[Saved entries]
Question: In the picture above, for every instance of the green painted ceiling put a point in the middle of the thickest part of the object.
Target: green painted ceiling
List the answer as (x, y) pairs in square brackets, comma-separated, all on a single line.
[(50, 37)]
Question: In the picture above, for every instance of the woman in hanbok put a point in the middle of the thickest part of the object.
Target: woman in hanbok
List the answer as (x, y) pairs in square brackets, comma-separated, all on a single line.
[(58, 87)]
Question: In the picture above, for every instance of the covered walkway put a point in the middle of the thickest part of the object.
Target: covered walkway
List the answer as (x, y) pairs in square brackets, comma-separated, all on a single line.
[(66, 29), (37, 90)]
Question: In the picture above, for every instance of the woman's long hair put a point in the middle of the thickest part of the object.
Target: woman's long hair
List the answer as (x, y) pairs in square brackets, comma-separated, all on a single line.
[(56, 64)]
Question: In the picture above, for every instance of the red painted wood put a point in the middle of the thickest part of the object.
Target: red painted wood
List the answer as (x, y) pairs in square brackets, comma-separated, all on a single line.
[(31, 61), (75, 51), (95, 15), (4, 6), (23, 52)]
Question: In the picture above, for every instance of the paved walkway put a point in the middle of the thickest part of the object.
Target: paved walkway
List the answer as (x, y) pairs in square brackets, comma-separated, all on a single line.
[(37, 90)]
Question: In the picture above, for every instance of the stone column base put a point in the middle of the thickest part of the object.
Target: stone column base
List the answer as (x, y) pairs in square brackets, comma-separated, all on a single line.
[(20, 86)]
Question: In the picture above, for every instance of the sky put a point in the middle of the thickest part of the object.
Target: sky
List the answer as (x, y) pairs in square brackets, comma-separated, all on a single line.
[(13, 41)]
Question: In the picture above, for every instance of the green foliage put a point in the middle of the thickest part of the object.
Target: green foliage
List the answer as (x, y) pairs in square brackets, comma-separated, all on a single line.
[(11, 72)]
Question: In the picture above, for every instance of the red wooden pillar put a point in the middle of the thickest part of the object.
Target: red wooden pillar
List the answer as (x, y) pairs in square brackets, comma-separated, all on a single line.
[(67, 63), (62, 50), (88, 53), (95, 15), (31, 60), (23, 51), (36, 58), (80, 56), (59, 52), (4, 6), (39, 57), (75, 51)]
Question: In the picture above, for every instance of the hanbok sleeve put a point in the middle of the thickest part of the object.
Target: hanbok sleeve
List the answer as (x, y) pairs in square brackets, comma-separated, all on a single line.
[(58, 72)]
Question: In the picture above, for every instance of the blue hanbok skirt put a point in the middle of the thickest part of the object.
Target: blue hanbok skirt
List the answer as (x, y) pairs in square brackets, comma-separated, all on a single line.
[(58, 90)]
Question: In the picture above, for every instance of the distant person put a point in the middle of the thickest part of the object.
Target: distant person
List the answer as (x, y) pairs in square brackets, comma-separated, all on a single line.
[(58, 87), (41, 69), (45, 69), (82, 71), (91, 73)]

Exercise requirements: Return all of the entries exactly as written.

Answer to this task:
Question: In the picture above, for every instance of the green painted ceiling put a point in the middle of the thickest part of the object.
Target: green painted ceiling
List the answer as (x, y) pairs in square brackets, comma-separated, all on a single line.
[(50, 37)]
Question: In the picture above, for every instance of the woman in hanbok put a point in the middle of the thickest part of the object.
Target: woman in hanbok
List the answer as (x, y) pairs in square brackets, comma-separated, all on a single line.
[(58, 87)]
Question: In the picture above, for every instance of the covered walkway put a point in the middle of the thickest part of the object.
Target: covered walkway
List the answer as (x, y) pairs in square brackets, comma-separated, all on a single line.
[(66, 29), (37, 90)]
Question: In the picture above, for every instance of the woman's long hair put a point in the middle of the thickest part of the object.
Target: woman's long hair
List the answer as (x, y) pairs in square brackets, comma-separated, all on a single line.
[(56, 64)]
Question: In the picture above, for every instance of the red painted wood put a point in the middle of the thickest part of the object.
Target: red painted wood
List the answer as (x, y) pairs in square brackets, comma-separated, all on a single line.
[(31, 61), (75, 51), (95, 15), (4, 6), (23, 52)]
Question: In the picture above, for every instance of the paved walkway put a point in the middle of the thickest part of the object.
Target: paved walkway
List the answer as (x, y) pairs in square brackets, comma-separated, all on a single line.
[(37, 90)]
Question: In the picture above, for every instance of the stone column base put a point in the middle of the thickest part of the object.
Target: stone column base
List the answer as (x, y) pairs in square brackets, comma-separated, all on a single line.
[(20, 86)]
Question: In the picture above, for every instance of the sky put a point in the middle of the thickest part of the object.
Target: sky
List the answer as (x, y) pairs in square brackets, comma-separated, all on a single line.
[(13, 41)]
Question: In the picture above, for every instance of the green foliage put a point in the middle of the thickest part of the object.
Target: green foliage
List the answer as (x, y) pairs in square brackets, comma-separated, all on a single line.
[(11, 72)]
Question: In the picture above, for every instance of the red wooden pillar put a point in the middle of the thickest part of the object.
Target: red wooden pillar
List the answer as (x, y) pairs in square brackets, comma-separated, all on a single line.
[(67, 63), (62, 50), (88, 53), (95, 15), (31, 60), (23, 51), (36, 58), (80, 56), (59, 52), (4, 6), (39, 57), (75, 51)]
Question: In the picture above, for every instance of the hanbok sleeve put a point in the middle of the thickest part of the object.
Target: hanbok sleeve
List the answer as (x, y) pairs in square brackets, comma-separated, all on a single line.
[(58, 72)]
Question: In the picture above, for every instance of the blue hanbok skirt put a point in the middle of the thickest part of the object.
Target: blue hanbok skirt
List the answer as (x, y) pairs in square brackets, comma-separated, all on a single line.
[(58, 90)]
Question: In the picture above, for every instance of the distant person put a point in the middle of the thickest part of the object.
Target: distant person
List the answer as (x, y) pairs in square brackets, comma-separated, all on a single line.
[(58, 87), (41, 69), (45, 69), (82, 71), (91, 73)]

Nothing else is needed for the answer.